I am almost satisfied with this data visualization. One thing that bothers me is the position of the individual titles, though. They are aligned with the edge of the plot which I think is great for a stand alone plot but not for a patchwork. Let’s align them with the panel, i.e. the part of the plot that actually shows the data.
plot & theme(plot.title.position = "panel")
## Warning: Removed 9 row(s) containing missing values (geom_path).
It took quite some effort to get here but I really like the end results. How about you? Let me know in the comments.
Just the Code
library(ggplot2)
library(patchwork)
p1 <- ggplot(daily_downloads, aes(date, N)) +
geom_line(color = "#94C1E0", size = 1.25) +
scale_y_continuous(
limits = c(0, 80),
expand = expansion(mult = c(0, .05))
) +
ggcharts::theme_hermit(axis = "x", ticks = "x", grid = "X") +
labs(
x = NULL,
y = NULL,
title = "Daily Downloads"
)
p2 <- ggplot(daily_downloads, aes(date, cumulative_N)) +
geom_line(color = "#94C1E0", size = 1.25) +
scale_y_continuous(
limits = c(0, 1200),
breaks = seq(from = 0, to = 1200, by = 300),
expand = expansion(mult = c(0, .05))
) +
ggcharts::theme_hermit(axis = "x", ticks = "x", grid = "X") +
labs(
x = NULL,
y = NULL,
title = "Cumulative Downloads"
)
p3 <- ggplot(daily_downloads, aes(N)) +
geom_histogram(fill = "#94C1E0", color = "#494F5C", bins = 10) +
scale_y_continuous(
breaks = c(0, 2, 4, 6, 8),
expand = expansion(mult = c(0, .05))
) +
ggcharts::theme_hermit(axis = "x", ticks = "x", grid = "X") +
labs(
x = NULL,
y = NULL,
title = "Distribution of Daily Downloads"
)
p4 <- ggcharts::bar_chart(
downloads_by_country,
country, N,
bar_color = "#94C1E0",
top_n = 10
) +
geom_text(
mapping = aes(label = N),
hjust = -.2,
color = "#D6DDE1",
size = 5
) +
scale_y_continuous(expand = expansion(mult = c(0, .15))) +
ggcharts::theme_hermit(axis = "y") +
theme(axis.text.x = element_blank()) +
labs(
x = NULL,
y = NULL,
title = "Downloads by Country",
subtitle = "Top 10"
)
plot_theme <- ggcharts::theme_hermit() +
theme(
plot.title = element_text(face = "bold", size = 30),
plot.subtitle = element_text(size = 24),
plot.caption = element_text(size = 12)
)
plot <- p1 + p2 + p3 + p4 +
plot_annotation(
title = "ggcharts is on the Rise",
subtitle = "A Summary of Downloads from the RStudio CRAN Mirror",
caption = "Source: RStudio CRAN Logs",
theme = plot_theme
)
plot & theme(plot.title.position = "panel")

━━━━━━━━━━━━━━━━━━━━

◆ Objective: Repeat the patchwork text word for word, from "I am almost" to "library(ggplot2)".

(Object point labels)
━━━━━━━━━━━━━━━━━━━━

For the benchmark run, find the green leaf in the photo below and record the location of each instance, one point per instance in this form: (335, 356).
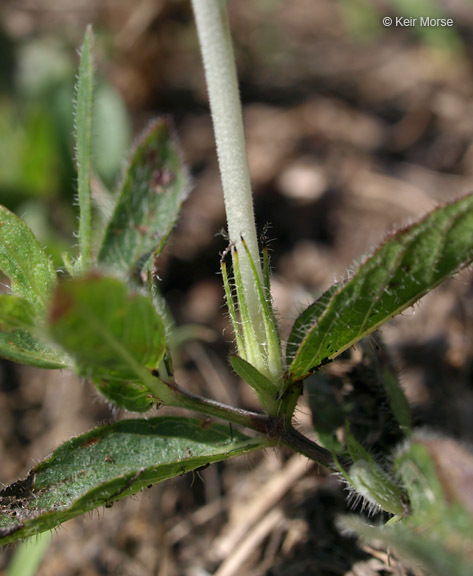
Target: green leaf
(110, 333)
(15, 313)
(83, 130)
(155, 186)
(110, 463)
(17, 321)
(31, 272)
(437, 530)
(370, 480)
(409, 264)
(21, 346)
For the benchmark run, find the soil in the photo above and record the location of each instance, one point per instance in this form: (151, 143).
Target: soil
(351, 132)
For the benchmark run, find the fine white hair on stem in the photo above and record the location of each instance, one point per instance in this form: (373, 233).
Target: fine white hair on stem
(220, 72)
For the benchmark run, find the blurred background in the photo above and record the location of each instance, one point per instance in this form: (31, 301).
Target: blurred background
(353, 128)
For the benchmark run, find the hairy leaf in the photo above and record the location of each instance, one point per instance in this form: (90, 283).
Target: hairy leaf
(132, 396)
(110, 333)
(15, 313)
(437, 529)
(155, 186)
(21, 346)
(83, 119)
(411, 262)
(110, 463)
(31, 272)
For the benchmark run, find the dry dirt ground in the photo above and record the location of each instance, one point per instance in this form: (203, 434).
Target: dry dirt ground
(350, 133)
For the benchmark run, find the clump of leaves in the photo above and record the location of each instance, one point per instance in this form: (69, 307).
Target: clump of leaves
(104, 320)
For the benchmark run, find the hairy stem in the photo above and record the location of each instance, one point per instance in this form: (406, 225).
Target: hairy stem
(275, 429)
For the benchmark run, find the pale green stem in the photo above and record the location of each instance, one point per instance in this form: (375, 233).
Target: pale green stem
(217, 54)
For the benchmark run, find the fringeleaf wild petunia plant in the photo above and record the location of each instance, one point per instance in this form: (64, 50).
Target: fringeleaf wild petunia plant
(105, 319)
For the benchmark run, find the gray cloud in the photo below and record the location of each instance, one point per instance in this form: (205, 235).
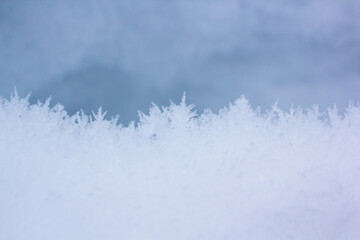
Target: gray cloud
(124, 54)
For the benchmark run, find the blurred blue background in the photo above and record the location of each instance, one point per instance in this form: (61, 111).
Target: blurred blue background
(124, 54)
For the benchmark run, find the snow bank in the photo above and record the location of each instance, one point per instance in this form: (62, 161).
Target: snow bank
(239, 174)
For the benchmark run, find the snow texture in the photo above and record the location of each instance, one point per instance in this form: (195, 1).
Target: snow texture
(240, 174)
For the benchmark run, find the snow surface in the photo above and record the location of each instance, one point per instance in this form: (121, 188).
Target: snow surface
(240, 174)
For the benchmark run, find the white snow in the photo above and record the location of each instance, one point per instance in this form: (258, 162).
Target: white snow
(240, 174)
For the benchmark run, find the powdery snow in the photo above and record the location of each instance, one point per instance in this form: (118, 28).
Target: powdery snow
(240, 174)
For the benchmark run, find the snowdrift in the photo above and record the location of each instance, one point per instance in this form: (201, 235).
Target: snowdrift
(239, 174)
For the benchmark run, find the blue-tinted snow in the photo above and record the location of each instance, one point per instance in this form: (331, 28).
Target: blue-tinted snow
(237, 174)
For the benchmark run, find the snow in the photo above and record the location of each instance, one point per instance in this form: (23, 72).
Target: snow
(243, 173)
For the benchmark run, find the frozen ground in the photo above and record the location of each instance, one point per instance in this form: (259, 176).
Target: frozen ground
(239, 174)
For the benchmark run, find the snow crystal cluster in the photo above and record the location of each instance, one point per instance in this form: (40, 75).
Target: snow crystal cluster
(240, 174)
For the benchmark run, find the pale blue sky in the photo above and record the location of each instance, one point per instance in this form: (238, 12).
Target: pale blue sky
(124, 54)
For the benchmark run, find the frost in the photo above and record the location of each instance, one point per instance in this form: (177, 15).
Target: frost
(176, 174)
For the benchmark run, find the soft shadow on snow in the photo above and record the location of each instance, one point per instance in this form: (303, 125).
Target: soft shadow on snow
(176, 174)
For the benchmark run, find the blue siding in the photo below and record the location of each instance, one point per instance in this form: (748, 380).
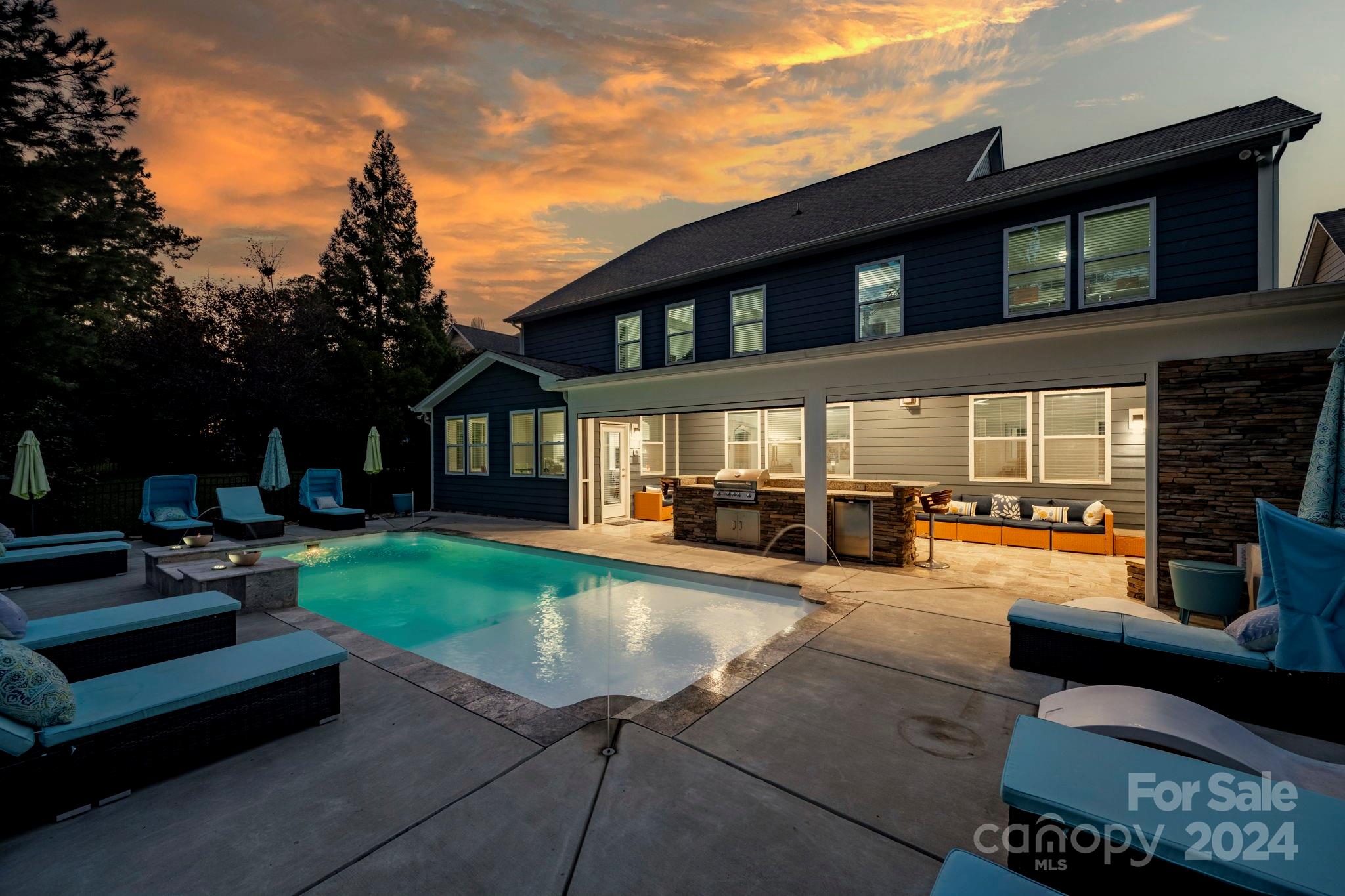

━━━━━━━━━━━━━━━━━━━━

◆ Answer to this exercise:
I am almost satisfied with this data visualization. One thing that bothers me is the position of the individual titles, though. They are aligned with the edge of the plot which I think is great for a stand alone plot but not for a patchwork. Let’s align them with the panel, i.e. the part of the plot that actually shows the data.
plot & theme(plot.title.position = "panel")
## Warning: Removed 9 row(s) containing missing values (geom_path).
It took quite some effort to get here but I really like the end results. How about you? Let me know in the comments.
Just the Code
library(ggplot2)